### WRITTEN TASK 1
Decide whether each statement below agrees with the dating post. For each, answer yes or no and quote the words from the post that settle it.
(a) The writer and the person being dated have had sex.
(b) The writer and the person being dated were friends before they started dating.
(c) The person being dated has done things that made the writer unsure.
### WRITTEN TASK 2
Answer these questions using the dating post, one answer per line:
(a) About how many dates does the writer estimate they have been on?
(b) For how long would the writer not feel comfortable doing anything other than kissing with anyone?
(c) Who has tried to explain coming from an empowered place to the writer?
### WRITTEN TASK 3
Pick up the dating post from where it stops and continue it.

Has anyone here ever tried to slow down the physical aspect of things in the beginning?

 

Background: I have been dating someone for a little over a month (I guess if I were to quantify it it would be 10 dates maybe). We were friends before and had an attraction for each other and I feel like once we got to actually going out by ourselves the physical chemistry really took off. We have not had sex but we have fooled around and I think that maybe we started going there too soon.

 

I feel like we are still getting to know each other and although I really like him I just don't want to make the mistake of getting overwhelmed by how good things are physically and not actually evaluate the situation for what it is.

 

Is there any way I can tell him that I would like to take things slower without completely ruining everything?

 

I know that a lot of people here have really bad opinions about women who hold off sex/benefits but I wonder if it is too late.

 

When I come to think of it, for the future, I don't think I would feel comfortable fooling around or doing anything other than kissing with anyone for 2+ months. I am not sure if this is because of my fear of being pumped and dumped though. I am getting to know myself and I think that I would not be comfortable doing anything other than kissing until I am extremely sure of the other person and their intentions and their feelings for me. And the person I am dating really has done nothing to make me unsure but... I still don't feel like I am super sure about the situation I feel like its too early. So If I feel this way then I should definitely set up my boundaries.

 

But how? HOw can I do this and come from an empowered place (like Zen girl has tried to explain to me) and not from an insecure/needy place?

Posted
Has anyone here ever tried to slow down the physical aspect of things in the beginning?

 

Background: I have been dating someone for a little over a month (I guess if I were to quantify it it would be 10 dates maybe). We were friends before and had an attraction for each other and I feel like once we got to actually going out by ourselves the physical chemistry really took off. We have not had sex but we have fooled around and I think that maybe we started going there too soon.

 

I feel like we are still getting to know each other and although I really like him I just don't want to make the mistake of getting overwhelmed by how good things are physically and not actually evaluate the situation for what it is.

 

Is there any way I can tell him that I would like to take things slower without completely ruining everything?

 

I know that a lot of people here have really bad opinions about women who hold off sex/benefits but I wonder if it is too late.

 

When I come to think of it, for the future, I don't think I would feel comfortable fooling around or doing anything other than kissing with anyone for 2+ months. I am not sure if this is because of my fear of being pumped and dumped though. I am getting to know myself and I think that I would not be comfortable doing anything other than kissing until I am extremely sure of the other person and their intentions and their feelings for me. And the person I am dating really has done nothing to make me unsure but... I still don't feel like I am super sure about the situation I feel like its too early. So If I feel this way then I should definitely set up my boundaries.

### Object outline annotations

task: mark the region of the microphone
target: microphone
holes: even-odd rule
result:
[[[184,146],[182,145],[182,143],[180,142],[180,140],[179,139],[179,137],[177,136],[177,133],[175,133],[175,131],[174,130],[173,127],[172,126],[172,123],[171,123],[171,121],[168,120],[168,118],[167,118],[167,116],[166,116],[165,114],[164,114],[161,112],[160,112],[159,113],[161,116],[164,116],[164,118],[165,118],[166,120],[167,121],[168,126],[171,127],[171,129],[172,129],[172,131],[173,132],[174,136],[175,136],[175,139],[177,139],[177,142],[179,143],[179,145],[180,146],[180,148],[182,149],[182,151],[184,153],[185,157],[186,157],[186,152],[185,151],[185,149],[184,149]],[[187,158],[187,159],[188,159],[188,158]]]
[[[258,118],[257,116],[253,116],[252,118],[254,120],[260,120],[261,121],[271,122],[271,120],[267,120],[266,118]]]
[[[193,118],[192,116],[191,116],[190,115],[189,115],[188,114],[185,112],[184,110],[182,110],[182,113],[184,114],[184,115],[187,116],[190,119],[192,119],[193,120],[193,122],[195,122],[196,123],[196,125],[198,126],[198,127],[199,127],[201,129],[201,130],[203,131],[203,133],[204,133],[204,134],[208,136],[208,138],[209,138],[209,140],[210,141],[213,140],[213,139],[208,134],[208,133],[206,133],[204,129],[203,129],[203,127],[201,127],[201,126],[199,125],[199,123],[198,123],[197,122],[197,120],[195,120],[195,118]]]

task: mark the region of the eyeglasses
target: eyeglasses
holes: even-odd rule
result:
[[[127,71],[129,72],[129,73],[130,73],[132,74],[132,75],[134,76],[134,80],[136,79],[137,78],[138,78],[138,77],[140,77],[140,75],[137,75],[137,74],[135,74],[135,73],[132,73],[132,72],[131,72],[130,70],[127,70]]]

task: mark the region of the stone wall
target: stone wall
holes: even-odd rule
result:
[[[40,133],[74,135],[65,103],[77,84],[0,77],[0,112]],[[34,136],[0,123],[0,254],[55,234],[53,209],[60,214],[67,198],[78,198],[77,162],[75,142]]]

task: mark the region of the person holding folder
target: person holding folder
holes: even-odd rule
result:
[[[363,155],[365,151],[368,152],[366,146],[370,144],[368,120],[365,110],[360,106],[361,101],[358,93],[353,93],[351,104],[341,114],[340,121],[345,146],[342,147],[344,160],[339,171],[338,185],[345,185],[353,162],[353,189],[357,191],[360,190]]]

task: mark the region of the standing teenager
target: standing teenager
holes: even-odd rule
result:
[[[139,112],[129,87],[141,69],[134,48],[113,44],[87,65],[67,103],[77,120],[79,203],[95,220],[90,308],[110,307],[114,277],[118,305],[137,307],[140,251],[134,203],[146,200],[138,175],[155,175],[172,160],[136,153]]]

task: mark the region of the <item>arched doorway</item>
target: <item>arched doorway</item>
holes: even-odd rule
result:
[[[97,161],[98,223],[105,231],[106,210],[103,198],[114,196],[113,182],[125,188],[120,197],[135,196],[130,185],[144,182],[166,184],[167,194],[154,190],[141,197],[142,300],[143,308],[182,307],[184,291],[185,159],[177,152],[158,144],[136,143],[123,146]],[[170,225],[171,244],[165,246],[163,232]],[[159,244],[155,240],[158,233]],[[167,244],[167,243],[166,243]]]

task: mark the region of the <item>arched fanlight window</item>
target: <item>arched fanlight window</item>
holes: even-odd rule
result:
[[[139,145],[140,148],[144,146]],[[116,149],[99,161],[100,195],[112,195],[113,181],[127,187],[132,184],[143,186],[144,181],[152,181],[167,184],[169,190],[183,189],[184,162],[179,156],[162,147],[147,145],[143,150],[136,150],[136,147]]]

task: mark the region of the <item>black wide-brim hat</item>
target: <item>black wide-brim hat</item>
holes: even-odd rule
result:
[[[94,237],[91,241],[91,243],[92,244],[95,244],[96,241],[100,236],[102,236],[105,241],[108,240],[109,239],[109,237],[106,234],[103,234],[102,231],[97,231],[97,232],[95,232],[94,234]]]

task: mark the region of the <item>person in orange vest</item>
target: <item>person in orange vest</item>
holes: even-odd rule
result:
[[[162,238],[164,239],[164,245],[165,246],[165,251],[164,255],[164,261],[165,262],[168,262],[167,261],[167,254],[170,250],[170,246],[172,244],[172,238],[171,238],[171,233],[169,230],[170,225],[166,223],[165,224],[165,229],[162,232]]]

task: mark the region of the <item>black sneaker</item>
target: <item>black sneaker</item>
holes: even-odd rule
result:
---
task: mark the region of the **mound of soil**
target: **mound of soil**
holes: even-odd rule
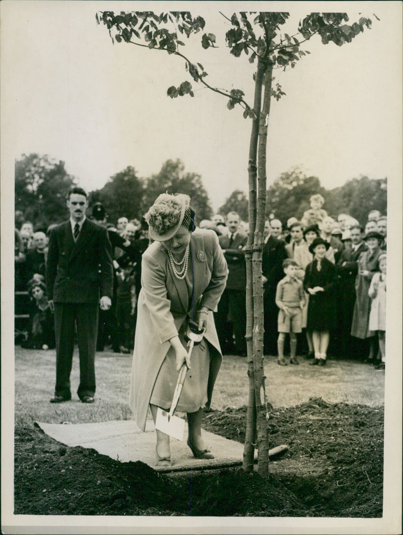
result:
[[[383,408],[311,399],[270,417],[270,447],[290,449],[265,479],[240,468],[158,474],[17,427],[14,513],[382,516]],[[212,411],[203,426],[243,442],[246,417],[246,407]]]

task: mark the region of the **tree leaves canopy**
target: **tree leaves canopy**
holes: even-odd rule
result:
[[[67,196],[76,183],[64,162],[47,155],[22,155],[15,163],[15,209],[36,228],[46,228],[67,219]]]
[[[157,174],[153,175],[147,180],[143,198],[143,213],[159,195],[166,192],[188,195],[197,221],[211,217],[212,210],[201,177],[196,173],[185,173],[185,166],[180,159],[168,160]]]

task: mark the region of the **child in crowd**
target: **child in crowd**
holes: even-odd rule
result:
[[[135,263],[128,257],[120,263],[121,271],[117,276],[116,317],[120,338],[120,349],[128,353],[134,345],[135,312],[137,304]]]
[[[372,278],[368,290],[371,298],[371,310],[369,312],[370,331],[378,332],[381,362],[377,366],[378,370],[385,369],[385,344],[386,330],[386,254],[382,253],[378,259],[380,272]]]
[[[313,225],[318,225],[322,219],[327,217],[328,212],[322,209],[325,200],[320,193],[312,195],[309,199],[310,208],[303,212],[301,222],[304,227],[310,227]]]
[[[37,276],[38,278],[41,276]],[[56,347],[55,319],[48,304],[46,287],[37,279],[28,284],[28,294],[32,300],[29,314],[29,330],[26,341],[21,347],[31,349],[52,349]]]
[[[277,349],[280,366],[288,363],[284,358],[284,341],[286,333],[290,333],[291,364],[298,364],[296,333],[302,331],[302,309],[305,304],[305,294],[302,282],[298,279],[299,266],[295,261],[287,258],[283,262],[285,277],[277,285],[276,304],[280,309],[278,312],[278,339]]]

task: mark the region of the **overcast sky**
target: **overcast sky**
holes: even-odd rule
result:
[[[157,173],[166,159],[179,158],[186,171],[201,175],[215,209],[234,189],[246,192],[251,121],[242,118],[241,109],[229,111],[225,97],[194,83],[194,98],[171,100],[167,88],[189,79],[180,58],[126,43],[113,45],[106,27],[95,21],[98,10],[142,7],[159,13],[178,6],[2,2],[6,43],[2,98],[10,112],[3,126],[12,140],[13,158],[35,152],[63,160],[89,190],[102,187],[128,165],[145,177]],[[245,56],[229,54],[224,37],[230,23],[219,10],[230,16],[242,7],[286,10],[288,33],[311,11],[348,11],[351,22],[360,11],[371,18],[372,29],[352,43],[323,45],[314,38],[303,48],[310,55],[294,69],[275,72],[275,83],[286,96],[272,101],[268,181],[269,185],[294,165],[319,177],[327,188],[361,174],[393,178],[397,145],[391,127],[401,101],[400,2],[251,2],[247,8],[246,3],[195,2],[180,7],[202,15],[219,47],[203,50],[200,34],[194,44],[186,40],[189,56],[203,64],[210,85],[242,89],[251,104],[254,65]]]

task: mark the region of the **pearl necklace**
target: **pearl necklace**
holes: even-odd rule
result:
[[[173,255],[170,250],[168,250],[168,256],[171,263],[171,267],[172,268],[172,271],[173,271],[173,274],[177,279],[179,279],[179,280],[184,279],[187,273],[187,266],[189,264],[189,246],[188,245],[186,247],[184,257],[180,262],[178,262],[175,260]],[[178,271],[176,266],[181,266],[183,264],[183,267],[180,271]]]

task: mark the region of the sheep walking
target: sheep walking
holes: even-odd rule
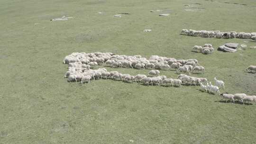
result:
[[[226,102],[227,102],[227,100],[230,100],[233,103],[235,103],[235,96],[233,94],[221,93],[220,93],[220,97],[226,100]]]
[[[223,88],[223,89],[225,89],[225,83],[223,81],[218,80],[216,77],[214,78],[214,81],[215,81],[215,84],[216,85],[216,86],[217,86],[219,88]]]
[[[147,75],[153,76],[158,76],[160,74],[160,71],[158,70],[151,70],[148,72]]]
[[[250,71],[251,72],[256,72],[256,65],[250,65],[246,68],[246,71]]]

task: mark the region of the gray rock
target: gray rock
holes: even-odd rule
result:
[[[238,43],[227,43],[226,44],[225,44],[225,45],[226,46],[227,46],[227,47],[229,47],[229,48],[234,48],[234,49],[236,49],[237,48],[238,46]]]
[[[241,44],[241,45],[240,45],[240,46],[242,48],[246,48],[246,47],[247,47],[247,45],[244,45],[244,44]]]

### FINAL ANSWER 1
(a) No: "We have not had sex but we have fooled around"
(b) Yes: "We were friends before"
(c) No: "the person I am dating really has done nothing to make me unsure"

### FINAL ANSWER 2
(a) 10 dates, maybe.
(b) 2+ months.
(c) Zen girl.

### FINAL ANSWER 3
 

But how? HOw can I do this and come from an empowered place (like Zen girl has tried to explain to me) and not from an insecure/needy place?

 

I think you should tell him EXACTLY what you have just told us.

 

How he responds (and more importantly how his actions line up) will tell you a lot about the longevity of the relationship. Communication is going to be critical if you don't want to just get pumped and dumped. These are the things that matter! Speak your mind :) And if you aren't in an exclusive relationship I think you can be even more clear about were you stand :) Good luck!

Posted

Can you just keep your dates in public? No going back to either of your places will curtail the excessive physicalness. Honestly it seems like you've had a lot of pretty heavy talks with this guy pretty early on...I'd not feel comfortable bringing up another rule or whatever right now.

Posted

If a guy really likes you and wants a dating relationship with you (as opposed to simply a sexual relationship) he will let you set the pace.

 

BUT if you tell him that you don't want to have sex for a while, then don't go too far with the physical stuff. Kissing is good, but if you get into regular hot & heavy make out sessions and then make him stop just short of having sex, that's going to piss off a lot of guys.

 

Your actions have to match your words.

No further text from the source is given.